WHAT THE TASK ASKS ->
Return, word for word, everything in the listing from the line containing "the headlight in" down to the line containing "pixel 2 196", including both of those lines.

^^^^

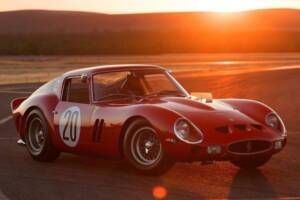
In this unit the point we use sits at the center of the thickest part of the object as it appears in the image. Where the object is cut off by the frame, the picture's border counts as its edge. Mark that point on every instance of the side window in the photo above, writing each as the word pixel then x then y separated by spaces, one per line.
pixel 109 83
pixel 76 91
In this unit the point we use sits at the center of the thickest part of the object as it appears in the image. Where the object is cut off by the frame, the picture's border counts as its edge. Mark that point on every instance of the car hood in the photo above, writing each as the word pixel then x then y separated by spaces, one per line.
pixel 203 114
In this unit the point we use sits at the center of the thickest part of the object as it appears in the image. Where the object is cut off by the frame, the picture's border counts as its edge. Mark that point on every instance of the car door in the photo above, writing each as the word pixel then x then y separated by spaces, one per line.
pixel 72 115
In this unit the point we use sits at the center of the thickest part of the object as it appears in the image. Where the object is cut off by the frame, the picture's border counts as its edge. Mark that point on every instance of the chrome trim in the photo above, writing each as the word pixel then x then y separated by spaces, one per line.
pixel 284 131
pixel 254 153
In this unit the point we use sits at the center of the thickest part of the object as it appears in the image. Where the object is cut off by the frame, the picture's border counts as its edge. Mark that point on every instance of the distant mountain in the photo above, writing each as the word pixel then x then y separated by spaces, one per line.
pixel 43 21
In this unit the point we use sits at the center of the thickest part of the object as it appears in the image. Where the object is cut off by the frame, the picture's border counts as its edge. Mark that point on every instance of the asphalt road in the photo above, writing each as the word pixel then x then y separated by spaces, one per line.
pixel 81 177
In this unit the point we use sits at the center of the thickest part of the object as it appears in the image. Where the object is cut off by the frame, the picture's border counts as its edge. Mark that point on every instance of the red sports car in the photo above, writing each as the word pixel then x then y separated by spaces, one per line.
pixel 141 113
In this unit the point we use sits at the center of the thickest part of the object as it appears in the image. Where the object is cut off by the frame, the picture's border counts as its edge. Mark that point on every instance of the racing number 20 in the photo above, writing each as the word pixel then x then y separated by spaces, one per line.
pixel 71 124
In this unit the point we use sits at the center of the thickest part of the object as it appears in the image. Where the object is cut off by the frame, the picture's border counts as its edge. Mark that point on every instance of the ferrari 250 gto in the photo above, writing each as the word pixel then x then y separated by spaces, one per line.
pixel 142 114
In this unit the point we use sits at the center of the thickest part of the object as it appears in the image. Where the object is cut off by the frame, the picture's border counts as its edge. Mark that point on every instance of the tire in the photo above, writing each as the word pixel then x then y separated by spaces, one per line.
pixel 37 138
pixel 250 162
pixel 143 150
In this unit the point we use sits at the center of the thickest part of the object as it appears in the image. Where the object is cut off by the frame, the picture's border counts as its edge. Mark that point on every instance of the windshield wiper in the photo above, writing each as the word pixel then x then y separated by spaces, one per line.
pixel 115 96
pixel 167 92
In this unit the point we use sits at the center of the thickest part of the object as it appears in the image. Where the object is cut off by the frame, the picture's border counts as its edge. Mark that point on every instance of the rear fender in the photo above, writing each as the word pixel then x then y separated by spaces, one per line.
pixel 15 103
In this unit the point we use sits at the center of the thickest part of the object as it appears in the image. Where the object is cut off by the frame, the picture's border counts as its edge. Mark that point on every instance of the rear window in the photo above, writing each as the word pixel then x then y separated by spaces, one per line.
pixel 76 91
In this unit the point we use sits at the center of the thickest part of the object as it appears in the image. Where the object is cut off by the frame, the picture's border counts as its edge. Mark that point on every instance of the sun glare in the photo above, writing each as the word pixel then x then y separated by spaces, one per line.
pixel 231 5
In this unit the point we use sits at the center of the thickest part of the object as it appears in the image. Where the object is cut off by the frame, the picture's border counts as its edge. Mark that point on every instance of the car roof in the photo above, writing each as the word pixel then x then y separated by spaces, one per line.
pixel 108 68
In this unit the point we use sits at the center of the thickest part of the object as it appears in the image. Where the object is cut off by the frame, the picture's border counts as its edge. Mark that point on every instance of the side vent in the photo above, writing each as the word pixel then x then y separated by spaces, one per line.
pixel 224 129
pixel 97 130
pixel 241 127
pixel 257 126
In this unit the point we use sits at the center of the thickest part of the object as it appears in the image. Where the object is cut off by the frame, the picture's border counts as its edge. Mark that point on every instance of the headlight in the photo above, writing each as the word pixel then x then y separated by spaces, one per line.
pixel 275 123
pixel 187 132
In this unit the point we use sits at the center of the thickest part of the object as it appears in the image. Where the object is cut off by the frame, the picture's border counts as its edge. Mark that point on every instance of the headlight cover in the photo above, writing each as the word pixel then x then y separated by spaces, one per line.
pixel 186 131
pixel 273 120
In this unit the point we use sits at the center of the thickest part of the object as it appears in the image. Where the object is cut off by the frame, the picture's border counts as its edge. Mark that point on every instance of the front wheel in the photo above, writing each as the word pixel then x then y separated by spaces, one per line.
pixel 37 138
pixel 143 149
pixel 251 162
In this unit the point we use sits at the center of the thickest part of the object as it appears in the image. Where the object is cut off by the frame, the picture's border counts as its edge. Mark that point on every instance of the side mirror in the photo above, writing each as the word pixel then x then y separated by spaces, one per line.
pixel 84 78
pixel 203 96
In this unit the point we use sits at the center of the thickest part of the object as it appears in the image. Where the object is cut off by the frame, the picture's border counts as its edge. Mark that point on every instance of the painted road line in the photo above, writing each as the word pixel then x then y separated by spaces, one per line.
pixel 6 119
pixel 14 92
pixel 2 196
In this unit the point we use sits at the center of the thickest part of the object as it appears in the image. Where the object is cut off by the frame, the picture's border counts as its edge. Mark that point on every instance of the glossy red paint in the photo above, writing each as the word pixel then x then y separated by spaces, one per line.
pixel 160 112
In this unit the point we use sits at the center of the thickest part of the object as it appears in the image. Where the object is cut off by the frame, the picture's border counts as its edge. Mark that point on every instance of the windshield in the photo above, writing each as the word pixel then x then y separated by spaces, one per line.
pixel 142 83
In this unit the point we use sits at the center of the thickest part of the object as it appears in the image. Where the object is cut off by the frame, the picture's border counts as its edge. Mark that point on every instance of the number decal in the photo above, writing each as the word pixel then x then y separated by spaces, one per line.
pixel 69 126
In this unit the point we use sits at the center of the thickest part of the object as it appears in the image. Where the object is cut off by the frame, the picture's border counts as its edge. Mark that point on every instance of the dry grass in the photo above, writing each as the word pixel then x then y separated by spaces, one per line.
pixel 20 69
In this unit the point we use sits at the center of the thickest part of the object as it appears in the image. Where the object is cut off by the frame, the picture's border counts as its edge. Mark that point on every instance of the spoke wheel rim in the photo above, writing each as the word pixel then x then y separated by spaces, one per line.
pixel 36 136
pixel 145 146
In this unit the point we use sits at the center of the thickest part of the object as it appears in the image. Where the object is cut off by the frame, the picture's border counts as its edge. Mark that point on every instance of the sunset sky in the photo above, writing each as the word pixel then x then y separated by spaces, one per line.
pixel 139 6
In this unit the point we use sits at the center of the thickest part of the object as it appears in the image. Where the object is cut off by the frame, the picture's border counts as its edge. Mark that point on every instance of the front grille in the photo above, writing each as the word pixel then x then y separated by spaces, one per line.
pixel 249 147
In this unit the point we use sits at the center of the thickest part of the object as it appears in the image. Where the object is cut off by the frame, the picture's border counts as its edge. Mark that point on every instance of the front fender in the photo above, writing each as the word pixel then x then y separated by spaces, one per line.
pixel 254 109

^^^^

TASK RESULT ->
In this unit the point we use sits at the center of the thickest part of the object as it appears in the image. Where the object is cut off by the frame, the picture's border counts as its edge. Mark that point on every instance of the headlight in the photo above, writing each as the word pixel then x then y separated by spaces, one per line.
pixel 275 123
pixel 187 132
In this unit the point we use sits at the center of the thickest part of the object as it appears in the image. Where the object is cut off by the frame, the picture's border counts as its edge. Mark that point on every instance of the headlight cover in the photo above, writing each as the word pixel then x then y separated by spaces, one per line.
pixel 186 131
pixel 273 120
In this unit the point we use sits at the center of the thickest part of the object as it appears in the image. Where the object is cut off by the frame, the picture's border counts as its edge. Mark that point on every instance of the front wheel in the photo above, writing each as the word pixel then x then y separated by spaces, one per line.
pixel 37 138
pixel 143 149
pixel 251 162
In this unit the point we use sits at the center of the thickest part of the object as it appears in the image. Where the object is cut off by the frame, the picture's border counts as its edge. Mark that point on every instance of the side mirror in the photo above, writing each as the word pixel then x then y separated by spaces, one per line.
pixel 84 78
pixel 203 96
In this unit the point we use sits at the center of the thickest part of the object as it appears in the image. Where the object is cut off by the frame, the picture's border counts as its edge. Mark that point on every instance of the painted road line in the photo above, writing each as the word pixel then x then y separated by spaces, one per line.
pixel 6 119
pixel 14 92
pixel 2 196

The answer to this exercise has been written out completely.